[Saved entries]

>>>

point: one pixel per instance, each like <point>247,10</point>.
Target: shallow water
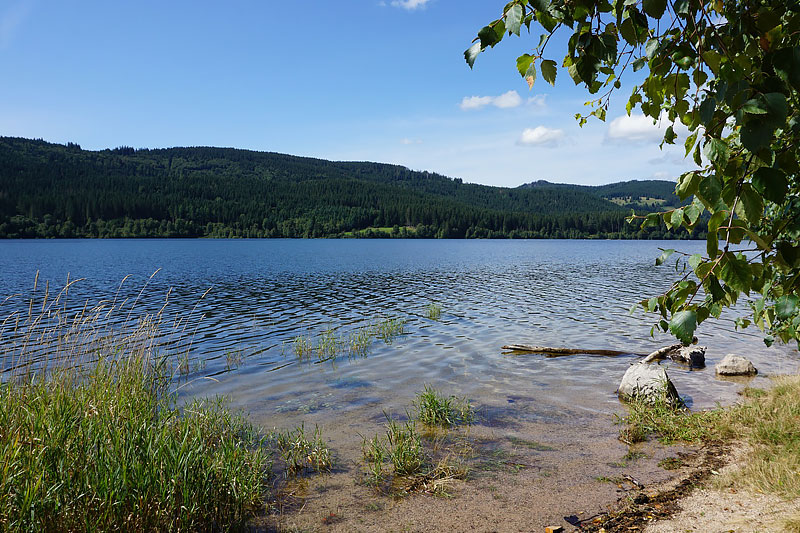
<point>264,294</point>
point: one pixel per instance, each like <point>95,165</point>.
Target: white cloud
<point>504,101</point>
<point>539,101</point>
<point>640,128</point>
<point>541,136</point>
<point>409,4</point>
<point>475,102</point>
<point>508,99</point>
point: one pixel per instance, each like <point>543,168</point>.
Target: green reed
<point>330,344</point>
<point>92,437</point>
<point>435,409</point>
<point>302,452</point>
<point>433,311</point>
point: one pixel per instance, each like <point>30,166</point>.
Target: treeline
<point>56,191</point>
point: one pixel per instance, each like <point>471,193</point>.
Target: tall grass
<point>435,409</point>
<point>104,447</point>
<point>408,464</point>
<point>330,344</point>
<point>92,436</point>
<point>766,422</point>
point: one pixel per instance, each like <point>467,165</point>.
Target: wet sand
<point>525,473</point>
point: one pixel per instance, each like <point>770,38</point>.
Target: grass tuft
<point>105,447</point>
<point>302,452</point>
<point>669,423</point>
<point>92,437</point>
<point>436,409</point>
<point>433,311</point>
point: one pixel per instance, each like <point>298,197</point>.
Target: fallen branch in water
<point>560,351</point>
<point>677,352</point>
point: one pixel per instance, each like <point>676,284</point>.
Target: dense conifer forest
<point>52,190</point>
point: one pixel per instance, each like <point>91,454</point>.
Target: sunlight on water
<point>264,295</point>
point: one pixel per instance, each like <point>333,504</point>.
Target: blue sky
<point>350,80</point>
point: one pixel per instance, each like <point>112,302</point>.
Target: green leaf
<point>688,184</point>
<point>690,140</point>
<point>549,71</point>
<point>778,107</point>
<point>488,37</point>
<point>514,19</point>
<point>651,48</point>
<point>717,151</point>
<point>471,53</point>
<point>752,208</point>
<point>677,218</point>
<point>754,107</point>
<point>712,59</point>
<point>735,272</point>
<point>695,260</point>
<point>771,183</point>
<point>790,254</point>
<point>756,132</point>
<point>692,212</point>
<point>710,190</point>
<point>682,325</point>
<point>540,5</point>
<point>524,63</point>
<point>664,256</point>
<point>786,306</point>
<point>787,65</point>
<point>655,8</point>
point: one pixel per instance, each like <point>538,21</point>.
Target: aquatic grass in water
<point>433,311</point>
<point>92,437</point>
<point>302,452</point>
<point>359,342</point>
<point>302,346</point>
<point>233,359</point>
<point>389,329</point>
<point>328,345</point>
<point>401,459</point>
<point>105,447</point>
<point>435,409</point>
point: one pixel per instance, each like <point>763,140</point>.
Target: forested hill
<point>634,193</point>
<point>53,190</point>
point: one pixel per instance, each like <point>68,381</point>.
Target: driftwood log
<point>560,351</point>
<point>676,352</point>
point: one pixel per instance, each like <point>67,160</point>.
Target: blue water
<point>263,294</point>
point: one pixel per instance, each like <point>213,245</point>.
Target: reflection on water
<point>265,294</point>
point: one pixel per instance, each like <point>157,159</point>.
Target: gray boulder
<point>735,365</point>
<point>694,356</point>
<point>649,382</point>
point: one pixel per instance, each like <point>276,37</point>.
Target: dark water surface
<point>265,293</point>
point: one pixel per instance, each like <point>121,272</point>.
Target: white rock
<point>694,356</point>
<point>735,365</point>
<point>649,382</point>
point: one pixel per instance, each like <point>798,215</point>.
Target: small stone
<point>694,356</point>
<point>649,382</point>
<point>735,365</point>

<<<
>>>

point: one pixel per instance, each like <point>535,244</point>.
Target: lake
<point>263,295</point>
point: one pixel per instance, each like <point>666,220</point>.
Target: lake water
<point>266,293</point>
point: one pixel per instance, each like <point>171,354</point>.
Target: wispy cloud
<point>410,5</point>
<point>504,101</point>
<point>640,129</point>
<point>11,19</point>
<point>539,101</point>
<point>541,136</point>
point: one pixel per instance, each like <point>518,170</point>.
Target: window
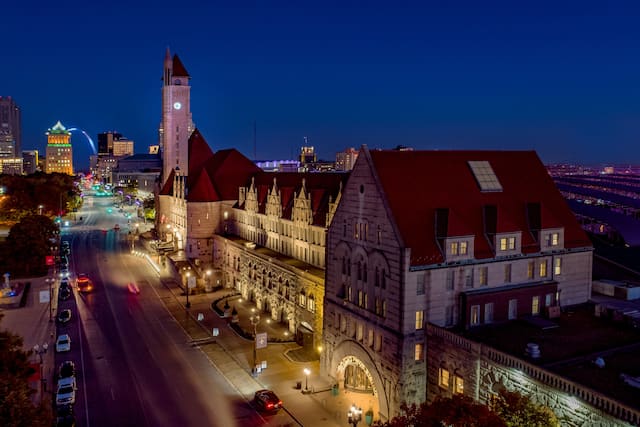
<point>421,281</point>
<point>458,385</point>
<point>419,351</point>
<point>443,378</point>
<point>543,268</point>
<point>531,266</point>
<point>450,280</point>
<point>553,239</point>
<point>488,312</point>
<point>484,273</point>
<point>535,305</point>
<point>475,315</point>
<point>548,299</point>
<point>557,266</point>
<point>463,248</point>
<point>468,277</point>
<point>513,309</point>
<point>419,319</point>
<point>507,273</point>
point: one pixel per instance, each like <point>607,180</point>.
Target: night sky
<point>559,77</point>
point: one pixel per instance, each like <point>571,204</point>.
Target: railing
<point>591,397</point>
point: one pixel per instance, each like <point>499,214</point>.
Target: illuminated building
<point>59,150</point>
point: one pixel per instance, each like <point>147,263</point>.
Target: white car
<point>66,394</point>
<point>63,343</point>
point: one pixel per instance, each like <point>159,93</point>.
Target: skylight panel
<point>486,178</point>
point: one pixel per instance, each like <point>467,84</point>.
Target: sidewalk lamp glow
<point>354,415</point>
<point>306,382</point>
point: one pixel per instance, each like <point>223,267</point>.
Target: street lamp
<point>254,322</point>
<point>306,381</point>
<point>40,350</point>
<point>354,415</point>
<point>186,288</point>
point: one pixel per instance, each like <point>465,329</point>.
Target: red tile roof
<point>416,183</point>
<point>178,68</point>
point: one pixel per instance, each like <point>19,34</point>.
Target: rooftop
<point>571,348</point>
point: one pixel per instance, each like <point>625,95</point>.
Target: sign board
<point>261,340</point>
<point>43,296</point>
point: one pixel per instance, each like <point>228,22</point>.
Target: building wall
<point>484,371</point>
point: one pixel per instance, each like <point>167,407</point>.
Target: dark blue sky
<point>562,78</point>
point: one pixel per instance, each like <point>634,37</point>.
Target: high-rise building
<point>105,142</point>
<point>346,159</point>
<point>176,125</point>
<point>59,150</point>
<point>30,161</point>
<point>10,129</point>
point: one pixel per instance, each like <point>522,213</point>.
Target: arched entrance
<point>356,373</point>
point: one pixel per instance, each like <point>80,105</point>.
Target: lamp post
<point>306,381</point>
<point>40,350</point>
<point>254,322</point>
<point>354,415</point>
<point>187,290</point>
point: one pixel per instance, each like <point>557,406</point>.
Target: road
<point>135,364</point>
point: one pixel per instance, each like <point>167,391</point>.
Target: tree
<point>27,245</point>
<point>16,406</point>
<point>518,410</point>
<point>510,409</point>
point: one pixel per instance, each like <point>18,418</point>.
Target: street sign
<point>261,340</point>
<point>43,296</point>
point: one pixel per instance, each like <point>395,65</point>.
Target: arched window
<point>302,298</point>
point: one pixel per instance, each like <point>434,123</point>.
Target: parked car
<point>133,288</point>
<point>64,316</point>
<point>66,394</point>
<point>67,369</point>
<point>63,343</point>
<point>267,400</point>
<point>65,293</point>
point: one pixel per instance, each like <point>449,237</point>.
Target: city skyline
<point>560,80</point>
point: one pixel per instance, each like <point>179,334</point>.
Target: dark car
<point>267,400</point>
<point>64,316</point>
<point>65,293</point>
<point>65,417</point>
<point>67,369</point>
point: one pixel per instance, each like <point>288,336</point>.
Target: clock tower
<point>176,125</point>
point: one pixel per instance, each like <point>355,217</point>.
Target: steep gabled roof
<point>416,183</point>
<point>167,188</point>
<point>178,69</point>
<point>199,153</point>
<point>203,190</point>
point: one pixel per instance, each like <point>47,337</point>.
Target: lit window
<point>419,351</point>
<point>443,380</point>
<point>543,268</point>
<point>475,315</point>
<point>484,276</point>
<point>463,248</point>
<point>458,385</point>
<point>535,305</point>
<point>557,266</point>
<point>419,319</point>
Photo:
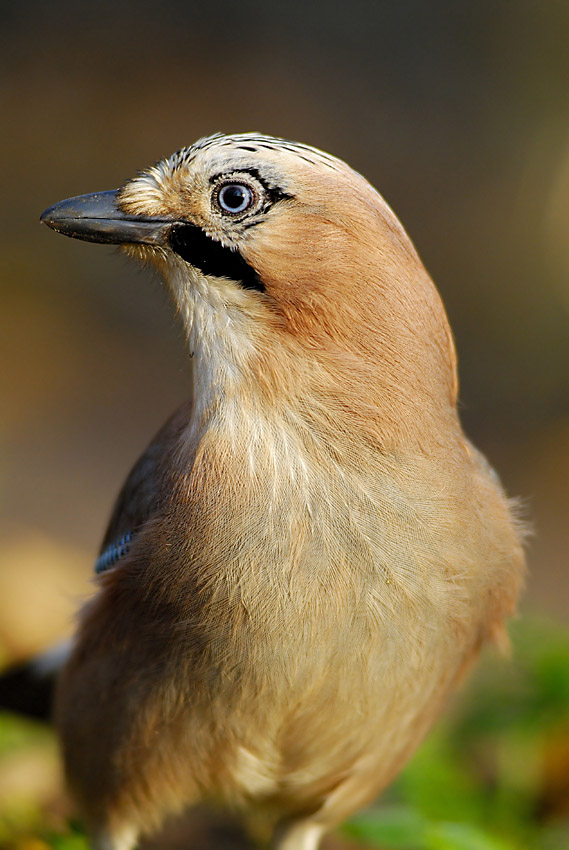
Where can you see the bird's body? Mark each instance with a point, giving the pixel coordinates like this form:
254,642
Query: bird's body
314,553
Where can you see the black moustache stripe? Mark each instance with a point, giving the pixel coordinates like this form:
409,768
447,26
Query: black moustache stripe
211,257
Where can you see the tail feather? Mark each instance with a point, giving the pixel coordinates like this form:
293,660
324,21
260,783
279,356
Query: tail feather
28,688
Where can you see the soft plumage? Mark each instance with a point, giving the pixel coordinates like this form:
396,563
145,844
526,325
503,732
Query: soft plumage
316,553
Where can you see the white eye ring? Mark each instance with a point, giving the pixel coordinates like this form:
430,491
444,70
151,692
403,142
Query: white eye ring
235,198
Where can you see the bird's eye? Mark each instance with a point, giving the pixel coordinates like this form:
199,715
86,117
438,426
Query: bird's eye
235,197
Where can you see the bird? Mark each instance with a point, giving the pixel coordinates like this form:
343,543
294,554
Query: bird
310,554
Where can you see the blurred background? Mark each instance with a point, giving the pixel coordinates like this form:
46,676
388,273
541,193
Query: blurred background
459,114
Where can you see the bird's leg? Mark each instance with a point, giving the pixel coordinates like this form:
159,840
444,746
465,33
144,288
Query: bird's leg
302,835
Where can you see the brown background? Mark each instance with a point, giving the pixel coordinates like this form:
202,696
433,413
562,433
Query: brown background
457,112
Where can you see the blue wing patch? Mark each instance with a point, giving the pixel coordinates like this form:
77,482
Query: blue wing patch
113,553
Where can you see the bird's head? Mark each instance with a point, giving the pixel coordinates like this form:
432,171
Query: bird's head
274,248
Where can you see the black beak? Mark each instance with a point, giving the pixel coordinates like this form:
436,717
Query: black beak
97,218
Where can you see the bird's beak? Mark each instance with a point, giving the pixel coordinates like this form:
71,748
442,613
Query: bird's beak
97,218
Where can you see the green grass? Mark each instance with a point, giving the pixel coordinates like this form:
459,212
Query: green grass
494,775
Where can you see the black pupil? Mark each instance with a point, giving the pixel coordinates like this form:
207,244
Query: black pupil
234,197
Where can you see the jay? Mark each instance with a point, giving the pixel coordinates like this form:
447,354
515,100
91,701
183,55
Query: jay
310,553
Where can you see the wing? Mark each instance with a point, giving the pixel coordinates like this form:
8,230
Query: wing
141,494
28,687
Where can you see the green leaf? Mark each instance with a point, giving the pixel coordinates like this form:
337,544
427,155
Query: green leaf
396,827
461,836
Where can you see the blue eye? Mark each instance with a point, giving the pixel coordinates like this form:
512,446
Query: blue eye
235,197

<<<
>>>

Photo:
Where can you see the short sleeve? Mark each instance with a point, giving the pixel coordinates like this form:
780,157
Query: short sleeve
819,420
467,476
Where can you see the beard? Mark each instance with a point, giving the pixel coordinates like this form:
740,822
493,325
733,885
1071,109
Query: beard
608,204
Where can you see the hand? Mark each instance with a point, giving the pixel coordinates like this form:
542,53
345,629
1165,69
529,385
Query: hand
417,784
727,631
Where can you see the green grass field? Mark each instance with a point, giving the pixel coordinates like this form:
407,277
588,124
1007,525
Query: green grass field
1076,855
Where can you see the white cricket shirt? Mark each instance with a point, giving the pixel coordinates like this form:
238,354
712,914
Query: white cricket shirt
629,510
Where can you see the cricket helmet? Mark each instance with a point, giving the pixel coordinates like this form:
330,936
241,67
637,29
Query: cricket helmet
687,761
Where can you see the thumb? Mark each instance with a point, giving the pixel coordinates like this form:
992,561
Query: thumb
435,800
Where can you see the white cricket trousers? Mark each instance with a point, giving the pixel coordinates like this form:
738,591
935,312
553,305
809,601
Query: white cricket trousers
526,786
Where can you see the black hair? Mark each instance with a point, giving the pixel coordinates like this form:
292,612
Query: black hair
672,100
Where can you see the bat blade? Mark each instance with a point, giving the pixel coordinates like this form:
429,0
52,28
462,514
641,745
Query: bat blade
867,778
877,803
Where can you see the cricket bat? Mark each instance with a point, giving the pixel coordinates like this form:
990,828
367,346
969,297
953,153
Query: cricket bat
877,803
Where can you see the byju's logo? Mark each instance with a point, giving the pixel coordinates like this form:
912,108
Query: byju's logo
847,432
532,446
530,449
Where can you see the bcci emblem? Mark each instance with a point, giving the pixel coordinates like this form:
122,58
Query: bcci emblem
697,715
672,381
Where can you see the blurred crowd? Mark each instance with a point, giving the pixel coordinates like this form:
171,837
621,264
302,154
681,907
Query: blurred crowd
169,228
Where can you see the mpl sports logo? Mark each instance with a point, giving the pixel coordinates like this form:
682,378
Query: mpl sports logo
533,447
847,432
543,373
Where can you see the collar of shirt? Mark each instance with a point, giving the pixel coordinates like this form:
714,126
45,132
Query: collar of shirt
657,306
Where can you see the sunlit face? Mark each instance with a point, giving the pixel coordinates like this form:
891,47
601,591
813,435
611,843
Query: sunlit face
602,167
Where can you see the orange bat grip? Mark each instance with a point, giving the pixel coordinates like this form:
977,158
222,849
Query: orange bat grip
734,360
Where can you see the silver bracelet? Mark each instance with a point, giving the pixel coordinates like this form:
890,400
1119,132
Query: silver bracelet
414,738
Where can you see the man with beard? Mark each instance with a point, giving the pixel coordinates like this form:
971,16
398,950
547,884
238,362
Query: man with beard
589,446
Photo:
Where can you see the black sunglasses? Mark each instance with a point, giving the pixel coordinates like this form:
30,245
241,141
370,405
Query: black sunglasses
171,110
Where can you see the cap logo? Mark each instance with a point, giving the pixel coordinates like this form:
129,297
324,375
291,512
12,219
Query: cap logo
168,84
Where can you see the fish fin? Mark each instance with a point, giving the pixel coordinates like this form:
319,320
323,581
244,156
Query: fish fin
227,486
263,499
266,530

<<<

▶ [What the exercise asks] Set down again, exactly, every line above from the one with "point: one pixel per instance, each like <point>247,10</point>." down to the one with "point: one pixel per instance, each like <point>543,168</point>.", both ends included. No pictures, and nothing else.

▶ [Finished task]
point: one pixel per instance, each like <point>247,10</point>.
Target: shallow water
<point>264,294</point>
point: one pixel per instance, each like <point>95,165</point>.
Target: white cloud
<point>504,101</point>
<point>539,101</point>
<point>640,128</point>
<point>541,136</point>
<point>409,4</point>
<point>475,102</point>
<point>508,99</point>
point: one pixel per instance, each like <point>543,168</point>.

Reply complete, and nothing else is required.